**EXCERPT**

::::

With universities essentially “exam factories”, lectures not compulsory, auditoriums overcrowded and teachers often content to read straight from textbooks that have been given out at the start of the course, it is little wonder that “absenteeism can rise to 90 per cent of the registered students”.
In departments where large classes are common, problems are exacerbated still further. Only the most highly motivated students can flourish in such circumstances.
The majority, Professor Katsikas writes, “are demoralised, lose contact with the subject, and then face difficulties in passing the exams”.
Given that his paper presents a picture of a university system undermined by a deep-seated malaise, where does Professor Katsikas locate the heart of the problem and how could it be solved?
“I describe a teaching and learning process that is not conducive to learning. The problems arise mainly from mass higher education studies. You cannot educate students properly when there are more than 300 of them in the auditorium,” he said.

::::

**INFORMATION SHOWN**
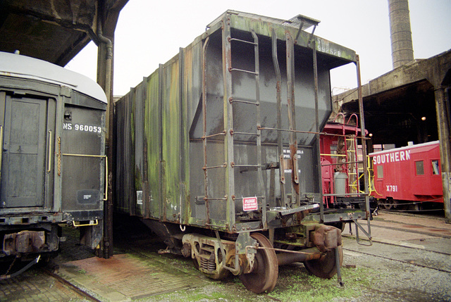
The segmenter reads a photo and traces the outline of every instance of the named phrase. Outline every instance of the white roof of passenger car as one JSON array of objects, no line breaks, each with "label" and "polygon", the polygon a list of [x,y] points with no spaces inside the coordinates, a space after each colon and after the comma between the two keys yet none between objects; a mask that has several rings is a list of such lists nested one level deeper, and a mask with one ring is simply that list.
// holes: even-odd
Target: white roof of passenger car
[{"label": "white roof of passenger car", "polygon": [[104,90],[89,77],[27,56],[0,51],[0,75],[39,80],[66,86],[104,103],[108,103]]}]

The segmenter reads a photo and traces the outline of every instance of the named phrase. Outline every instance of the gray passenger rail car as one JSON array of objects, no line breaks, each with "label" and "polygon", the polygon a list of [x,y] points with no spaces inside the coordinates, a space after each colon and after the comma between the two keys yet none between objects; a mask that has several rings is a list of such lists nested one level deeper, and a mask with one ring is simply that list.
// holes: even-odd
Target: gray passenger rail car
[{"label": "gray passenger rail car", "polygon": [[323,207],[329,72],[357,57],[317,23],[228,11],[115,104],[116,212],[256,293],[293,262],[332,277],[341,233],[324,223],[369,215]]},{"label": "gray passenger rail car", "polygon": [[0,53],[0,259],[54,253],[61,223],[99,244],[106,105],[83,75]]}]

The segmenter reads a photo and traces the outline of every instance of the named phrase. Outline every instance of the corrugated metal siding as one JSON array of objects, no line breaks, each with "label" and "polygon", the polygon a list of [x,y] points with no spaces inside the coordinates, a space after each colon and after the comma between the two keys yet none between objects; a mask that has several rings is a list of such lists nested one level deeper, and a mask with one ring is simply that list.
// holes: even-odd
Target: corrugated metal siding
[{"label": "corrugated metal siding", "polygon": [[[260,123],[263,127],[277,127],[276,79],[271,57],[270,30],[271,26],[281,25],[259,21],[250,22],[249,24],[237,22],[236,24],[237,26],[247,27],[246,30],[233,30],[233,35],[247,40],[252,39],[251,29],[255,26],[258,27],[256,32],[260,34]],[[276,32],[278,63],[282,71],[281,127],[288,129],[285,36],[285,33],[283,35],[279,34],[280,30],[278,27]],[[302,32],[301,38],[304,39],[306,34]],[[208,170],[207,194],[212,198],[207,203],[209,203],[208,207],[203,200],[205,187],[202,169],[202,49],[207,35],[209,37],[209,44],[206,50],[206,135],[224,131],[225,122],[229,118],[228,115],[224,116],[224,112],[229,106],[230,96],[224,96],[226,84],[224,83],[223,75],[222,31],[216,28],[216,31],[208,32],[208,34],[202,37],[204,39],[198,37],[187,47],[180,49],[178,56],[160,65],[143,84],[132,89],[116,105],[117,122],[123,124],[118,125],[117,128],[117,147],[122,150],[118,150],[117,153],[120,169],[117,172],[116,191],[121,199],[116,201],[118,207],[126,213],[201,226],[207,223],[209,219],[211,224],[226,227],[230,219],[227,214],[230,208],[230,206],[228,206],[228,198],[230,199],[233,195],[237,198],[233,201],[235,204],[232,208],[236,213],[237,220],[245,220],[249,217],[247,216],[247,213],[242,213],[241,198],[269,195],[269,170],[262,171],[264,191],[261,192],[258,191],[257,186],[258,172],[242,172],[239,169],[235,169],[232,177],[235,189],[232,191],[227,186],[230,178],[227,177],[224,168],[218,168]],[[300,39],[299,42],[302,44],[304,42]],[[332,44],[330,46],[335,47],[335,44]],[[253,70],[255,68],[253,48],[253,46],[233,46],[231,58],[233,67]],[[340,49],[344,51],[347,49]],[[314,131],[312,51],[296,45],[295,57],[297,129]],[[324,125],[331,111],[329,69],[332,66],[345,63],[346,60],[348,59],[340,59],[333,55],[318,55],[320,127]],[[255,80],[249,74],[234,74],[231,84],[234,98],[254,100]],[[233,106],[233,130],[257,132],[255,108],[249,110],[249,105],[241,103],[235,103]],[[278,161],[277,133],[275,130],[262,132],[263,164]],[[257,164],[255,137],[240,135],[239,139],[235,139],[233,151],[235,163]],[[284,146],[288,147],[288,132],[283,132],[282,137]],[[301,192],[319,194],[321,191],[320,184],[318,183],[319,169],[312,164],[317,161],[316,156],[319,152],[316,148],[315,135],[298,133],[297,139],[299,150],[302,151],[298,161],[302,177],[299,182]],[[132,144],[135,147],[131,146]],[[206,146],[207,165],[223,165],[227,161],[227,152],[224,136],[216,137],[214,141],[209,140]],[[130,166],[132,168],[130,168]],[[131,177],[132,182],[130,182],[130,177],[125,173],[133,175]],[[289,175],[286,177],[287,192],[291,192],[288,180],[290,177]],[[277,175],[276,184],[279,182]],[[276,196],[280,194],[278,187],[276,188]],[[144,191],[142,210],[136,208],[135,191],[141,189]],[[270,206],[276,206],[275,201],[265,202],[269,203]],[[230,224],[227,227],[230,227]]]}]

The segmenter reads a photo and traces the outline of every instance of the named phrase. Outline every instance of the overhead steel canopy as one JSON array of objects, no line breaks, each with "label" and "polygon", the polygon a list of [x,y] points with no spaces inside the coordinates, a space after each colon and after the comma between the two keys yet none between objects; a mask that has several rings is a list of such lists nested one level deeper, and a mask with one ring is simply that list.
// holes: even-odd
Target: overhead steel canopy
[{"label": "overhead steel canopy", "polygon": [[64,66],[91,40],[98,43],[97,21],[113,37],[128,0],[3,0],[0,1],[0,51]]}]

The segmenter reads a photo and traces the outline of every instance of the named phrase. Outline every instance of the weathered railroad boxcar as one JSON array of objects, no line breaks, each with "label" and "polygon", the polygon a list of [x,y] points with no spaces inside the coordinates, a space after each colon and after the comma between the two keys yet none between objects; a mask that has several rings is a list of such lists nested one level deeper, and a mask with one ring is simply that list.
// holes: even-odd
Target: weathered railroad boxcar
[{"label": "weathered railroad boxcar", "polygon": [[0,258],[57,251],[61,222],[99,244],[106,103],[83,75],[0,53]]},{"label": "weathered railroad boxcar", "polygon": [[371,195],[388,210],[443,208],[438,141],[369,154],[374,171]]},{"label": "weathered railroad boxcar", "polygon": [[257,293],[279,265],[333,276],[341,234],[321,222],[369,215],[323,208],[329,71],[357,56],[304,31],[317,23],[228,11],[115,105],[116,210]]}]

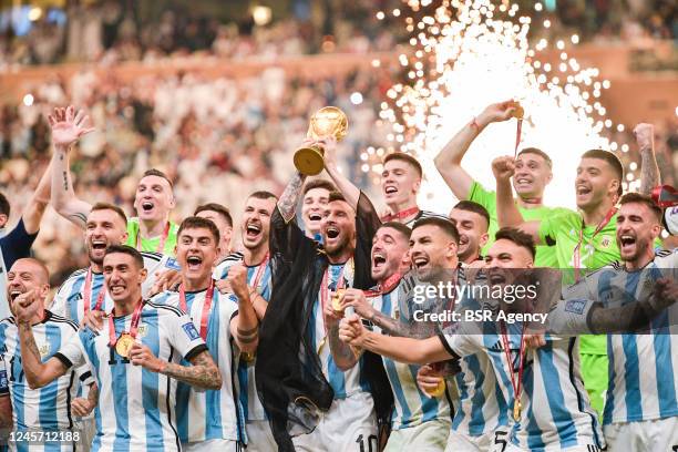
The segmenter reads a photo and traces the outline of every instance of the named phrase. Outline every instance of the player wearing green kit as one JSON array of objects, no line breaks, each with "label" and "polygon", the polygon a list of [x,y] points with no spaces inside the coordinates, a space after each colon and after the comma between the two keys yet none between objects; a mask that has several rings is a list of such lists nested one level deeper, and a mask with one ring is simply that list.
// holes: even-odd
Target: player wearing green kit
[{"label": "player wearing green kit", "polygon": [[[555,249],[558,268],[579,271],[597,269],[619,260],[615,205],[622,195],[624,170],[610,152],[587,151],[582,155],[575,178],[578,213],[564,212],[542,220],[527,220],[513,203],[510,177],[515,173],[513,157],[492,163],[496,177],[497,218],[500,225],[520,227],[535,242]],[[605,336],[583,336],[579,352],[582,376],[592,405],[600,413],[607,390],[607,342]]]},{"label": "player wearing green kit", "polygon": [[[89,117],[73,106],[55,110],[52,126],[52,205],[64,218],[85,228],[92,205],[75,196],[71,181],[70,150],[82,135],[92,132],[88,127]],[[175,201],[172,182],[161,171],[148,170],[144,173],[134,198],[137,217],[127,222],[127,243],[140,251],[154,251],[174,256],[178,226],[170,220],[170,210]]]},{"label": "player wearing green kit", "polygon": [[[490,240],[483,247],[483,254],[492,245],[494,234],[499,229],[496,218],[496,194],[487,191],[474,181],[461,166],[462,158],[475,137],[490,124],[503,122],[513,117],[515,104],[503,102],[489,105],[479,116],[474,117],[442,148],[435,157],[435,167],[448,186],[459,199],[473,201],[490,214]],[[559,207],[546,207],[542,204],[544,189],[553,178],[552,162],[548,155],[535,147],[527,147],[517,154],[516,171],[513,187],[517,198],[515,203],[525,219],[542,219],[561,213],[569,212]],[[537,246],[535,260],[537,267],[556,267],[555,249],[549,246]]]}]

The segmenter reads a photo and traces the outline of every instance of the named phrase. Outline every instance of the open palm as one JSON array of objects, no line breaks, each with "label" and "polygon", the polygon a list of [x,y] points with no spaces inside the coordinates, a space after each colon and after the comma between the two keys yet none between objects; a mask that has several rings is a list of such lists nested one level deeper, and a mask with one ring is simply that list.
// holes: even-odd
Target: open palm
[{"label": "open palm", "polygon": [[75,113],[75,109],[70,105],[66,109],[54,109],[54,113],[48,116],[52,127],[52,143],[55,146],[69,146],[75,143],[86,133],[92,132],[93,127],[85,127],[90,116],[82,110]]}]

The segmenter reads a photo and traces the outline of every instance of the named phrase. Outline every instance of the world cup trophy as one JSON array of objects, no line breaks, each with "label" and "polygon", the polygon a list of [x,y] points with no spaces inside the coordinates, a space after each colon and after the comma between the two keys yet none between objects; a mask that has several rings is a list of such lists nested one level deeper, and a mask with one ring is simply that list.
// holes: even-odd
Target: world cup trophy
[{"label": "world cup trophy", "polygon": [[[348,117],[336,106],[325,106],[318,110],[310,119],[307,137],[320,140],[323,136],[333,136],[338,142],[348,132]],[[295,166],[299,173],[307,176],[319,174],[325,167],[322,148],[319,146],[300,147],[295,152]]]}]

::::

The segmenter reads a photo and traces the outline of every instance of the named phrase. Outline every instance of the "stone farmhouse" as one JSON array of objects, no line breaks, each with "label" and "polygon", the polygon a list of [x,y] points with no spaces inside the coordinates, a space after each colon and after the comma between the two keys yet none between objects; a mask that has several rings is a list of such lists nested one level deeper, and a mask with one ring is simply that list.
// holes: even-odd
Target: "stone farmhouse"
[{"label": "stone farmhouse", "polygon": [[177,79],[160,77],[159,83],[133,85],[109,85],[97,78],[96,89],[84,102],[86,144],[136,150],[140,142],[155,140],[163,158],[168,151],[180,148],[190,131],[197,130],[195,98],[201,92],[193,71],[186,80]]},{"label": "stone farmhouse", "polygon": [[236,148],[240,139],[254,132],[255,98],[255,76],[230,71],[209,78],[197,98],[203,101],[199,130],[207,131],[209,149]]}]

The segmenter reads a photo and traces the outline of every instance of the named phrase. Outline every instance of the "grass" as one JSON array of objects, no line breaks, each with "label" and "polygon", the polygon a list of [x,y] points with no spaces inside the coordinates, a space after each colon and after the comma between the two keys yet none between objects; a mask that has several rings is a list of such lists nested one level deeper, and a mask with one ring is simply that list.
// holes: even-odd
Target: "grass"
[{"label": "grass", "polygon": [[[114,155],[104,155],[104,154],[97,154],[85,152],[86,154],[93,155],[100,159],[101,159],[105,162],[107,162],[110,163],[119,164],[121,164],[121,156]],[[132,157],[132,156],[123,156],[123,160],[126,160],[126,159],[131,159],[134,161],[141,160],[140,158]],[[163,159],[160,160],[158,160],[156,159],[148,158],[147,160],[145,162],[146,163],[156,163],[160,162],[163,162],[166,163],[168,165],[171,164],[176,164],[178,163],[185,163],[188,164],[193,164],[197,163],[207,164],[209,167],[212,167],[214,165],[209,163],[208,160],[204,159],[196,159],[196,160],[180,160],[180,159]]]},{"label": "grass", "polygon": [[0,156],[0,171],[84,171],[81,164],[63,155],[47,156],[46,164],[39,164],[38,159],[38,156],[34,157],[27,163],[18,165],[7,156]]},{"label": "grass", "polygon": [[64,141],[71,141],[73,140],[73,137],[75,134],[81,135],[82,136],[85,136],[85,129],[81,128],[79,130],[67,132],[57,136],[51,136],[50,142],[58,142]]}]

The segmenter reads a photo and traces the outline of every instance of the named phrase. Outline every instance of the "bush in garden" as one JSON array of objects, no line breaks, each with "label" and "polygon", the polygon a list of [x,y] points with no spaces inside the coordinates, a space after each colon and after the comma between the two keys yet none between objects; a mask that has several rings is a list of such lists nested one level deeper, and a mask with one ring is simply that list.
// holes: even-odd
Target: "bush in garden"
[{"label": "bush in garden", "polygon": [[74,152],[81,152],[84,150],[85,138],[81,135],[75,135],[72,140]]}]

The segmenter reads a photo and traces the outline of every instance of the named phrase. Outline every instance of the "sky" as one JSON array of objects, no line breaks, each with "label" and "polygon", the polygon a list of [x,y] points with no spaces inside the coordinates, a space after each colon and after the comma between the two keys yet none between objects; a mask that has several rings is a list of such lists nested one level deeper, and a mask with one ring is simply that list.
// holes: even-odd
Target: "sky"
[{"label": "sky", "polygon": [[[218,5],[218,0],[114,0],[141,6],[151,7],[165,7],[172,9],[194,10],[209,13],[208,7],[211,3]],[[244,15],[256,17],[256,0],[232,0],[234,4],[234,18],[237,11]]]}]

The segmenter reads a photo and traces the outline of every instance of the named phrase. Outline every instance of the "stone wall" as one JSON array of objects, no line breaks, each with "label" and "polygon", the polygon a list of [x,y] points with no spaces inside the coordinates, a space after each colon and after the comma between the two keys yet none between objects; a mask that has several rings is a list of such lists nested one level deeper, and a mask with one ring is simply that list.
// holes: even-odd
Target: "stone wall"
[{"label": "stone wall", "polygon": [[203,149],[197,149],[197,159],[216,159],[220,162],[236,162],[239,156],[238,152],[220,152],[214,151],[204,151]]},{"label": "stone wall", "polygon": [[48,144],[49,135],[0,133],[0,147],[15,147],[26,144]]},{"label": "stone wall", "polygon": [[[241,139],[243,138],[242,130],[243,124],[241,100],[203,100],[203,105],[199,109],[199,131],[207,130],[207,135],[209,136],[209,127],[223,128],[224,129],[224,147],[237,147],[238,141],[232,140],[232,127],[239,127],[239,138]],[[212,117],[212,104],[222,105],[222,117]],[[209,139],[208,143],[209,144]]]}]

::::

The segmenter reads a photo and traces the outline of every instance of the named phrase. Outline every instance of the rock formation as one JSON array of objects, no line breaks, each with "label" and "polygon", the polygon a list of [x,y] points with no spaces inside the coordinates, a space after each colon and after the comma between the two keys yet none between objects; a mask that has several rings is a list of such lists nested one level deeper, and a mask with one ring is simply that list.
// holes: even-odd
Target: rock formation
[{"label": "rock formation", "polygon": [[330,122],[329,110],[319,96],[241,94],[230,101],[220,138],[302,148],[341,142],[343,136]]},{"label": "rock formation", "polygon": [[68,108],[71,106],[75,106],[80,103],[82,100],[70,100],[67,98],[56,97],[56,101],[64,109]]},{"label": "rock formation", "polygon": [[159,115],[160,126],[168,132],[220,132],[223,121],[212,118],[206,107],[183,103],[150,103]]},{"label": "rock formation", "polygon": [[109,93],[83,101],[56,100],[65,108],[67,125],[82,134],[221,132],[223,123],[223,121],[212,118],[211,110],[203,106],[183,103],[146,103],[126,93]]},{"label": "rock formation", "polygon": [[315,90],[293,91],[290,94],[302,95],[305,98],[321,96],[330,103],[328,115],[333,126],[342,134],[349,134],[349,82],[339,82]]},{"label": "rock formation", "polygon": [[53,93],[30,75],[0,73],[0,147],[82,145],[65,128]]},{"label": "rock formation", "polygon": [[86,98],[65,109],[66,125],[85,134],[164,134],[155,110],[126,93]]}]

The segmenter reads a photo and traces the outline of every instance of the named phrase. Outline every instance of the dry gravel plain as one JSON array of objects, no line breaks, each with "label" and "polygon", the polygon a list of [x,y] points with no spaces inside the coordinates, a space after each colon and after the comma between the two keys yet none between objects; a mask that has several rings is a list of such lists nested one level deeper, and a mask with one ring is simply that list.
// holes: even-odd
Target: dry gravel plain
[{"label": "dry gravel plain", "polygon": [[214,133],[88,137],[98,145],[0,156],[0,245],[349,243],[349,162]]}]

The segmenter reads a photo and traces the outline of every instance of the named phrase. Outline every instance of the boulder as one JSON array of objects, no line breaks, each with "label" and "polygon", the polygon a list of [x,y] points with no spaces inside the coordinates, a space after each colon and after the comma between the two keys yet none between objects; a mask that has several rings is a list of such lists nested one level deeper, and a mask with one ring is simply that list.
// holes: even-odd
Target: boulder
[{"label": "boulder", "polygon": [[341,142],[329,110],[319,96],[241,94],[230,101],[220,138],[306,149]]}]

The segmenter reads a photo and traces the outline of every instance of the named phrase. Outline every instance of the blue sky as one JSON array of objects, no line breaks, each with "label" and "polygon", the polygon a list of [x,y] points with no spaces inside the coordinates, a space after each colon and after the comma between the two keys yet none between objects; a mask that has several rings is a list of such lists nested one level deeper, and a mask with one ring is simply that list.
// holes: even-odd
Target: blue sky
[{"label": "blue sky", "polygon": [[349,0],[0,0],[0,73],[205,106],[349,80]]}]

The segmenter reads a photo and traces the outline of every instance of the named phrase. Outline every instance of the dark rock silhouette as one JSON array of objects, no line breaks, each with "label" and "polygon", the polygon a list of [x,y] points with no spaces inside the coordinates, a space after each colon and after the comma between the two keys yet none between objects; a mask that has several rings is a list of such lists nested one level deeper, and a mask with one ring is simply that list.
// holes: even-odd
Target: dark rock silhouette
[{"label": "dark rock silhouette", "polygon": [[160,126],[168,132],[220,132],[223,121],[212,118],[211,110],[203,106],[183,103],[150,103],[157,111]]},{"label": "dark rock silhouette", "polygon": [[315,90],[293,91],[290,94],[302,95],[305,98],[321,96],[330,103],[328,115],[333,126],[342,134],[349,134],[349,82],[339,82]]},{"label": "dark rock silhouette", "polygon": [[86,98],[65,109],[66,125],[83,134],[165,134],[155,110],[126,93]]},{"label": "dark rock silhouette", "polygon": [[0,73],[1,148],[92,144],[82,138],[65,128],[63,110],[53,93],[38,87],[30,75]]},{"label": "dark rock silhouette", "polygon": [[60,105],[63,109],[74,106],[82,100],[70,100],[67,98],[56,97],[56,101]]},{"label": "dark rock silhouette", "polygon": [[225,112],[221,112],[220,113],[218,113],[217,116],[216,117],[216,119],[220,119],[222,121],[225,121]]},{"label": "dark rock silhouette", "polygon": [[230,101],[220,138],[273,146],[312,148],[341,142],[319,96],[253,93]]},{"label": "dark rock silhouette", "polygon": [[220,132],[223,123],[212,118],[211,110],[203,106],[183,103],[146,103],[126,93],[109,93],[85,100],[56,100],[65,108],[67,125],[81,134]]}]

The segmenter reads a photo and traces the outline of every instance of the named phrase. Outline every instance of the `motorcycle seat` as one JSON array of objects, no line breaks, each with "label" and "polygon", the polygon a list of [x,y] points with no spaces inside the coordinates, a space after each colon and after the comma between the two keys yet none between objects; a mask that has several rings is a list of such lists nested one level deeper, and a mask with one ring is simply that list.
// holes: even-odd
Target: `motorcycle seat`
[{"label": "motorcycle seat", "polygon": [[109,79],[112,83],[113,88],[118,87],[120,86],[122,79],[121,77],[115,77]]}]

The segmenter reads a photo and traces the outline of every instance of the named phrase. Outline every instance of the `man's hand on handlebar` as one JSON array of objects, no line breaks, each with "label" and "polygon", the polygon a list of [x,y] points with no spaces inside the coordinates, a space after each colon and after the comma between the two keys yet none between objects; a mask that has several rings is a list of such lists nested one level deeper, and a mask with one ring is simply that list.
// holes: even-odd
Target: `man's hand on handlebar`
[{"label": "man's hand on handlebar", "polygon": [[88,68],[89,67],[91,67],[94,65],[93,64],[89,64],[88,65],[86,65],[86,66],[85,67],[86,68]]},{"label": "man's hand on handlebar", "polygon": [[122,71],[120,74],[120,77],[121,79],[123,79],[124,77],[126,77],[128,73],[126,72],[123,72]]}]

::::

**PARTS OF THE EXERCISE**
1 – For the excerpt on university teaching, decide whether each statement agrees with it, answering yes or no and quoting the deciding words: (a) Lectures at the universities are compulsory. (b) Absenteeism can reach 90 per cent of registered students. (c) Professor Katsikas says students can be educated properly in an auditorium of more than 300.
2 – From the excerpt on university teaching, list every condition given in the sentence beginning "With universities essentially" that makes absenteeism little wonder.
3 – Go on with the excerpt on university teaching, picking up after its final sentence.

**ANSWERS PER TASK**
1 –
(a) No: "lectures not compulsory"
(b) Yes: "absenteeism can rise to 90 per cent of the registered students"
(c) No: "You cannot educate students properly when there are more than 300 of them in the auditorium"

2 –
1. Universities are essentially "exam factories".
2. Lectures are not compulsory.
3. Auditoriums are overcrowded.
4. Teachers are often content to read straight from textbooks given out at the start of the course.

3 –
“The vast majority of our university teachers have been educated abroad and so know what they should be doing, but the large numbers of students make it difficult.
“Changing established practices will not be an easy task. The system finds its equilibrium in a low level of effort from both sides, teachers and students.
“Either the number of departments [representing subjects of study] should increase, in order to reduce the size of classes, or the number of students entering university should be cut drastically. The first option is economically unattainable in the medium term, while the second is not politically feasible,” Professor Katsikas said.
Incentives for academics
Yet even within current constraints, he has a number of practical proposals. Universities should stop handing out books free of charge to students, “not so much because it is an inefficient way of using public resources as because it seriously distorts the process of teaching and learning”.
Instead of refusing to give official recognition to the existence of vast numbers of part-time students, institutions should “separate programmes into part-time and full-time studies and adjust the curricula accordingly. Full-time students should be expected to complete their studies within the time frame envisaged for their degree.”
A final issue is the question of incentives for academics. “We need to intensify the process of evaluation, which was recently introduced in Greece but is proceeding very slowly, and somehow link departmental performance with teachers’ pay,” Professor Katsikas argued.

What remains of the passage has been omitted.